Lorsque j’ai vu cette photo représentant Marie sous les traits de la Vierge Noire des Baux de Provence sur Facebook, j’ai été envahie d’une profonde tristesse. Mon cœur s’est serré et des larmes me sont montées aux yeux. Rien de divin dans tout cela, juste une phrase qui a resurgi du plus profond de ma mémoire :
Avec l’enfance que j’ai eue, c’est comme si je n’avais pas eu de mère. C’est auprès de la Vierge Marie que je trouvais du réconfort. J’avais l’impression qu’elle veillait sur moi comme aurait pu le faire une mère.
Cette phrase, je l’ai entendue alors que nous étions dans cette si jolie réplique du Sacré Cœur de Balata. Mon père venait de déposer un cierge devant la statue de Marie et semblait se recueillir. Pour la première fois, il me confiait, le regard triste mais plein d’amour et d’espoir, une partie de ce qu’il avait choisi de taire des années durant.
Sa voix tremblait et j’ai eu envie de le serrer très fort dans mes bras. Cette phrase, douloureuse à entendre, venait de lever le voile sur des années de mystère. Je comprenais, à demi-mots, pourquoi il entrait dans les églises, brûlait des cierges et se recueillait devant les statues de Marie alors que nous ne pratiquions pas de religion à la maison.

## BLOC DE DONNÉES
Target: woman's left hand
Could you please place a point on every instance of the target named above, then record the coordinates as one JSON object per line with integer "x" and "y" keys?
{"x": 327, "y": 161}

## ÉNONCÉ
D'après l'extrait source, devant quelle statue le père a-t-il déposé un cierge ?

## RÉSULTAT
Devant la statue de Marie, dans la réplique du Sacré Cœur de Balata.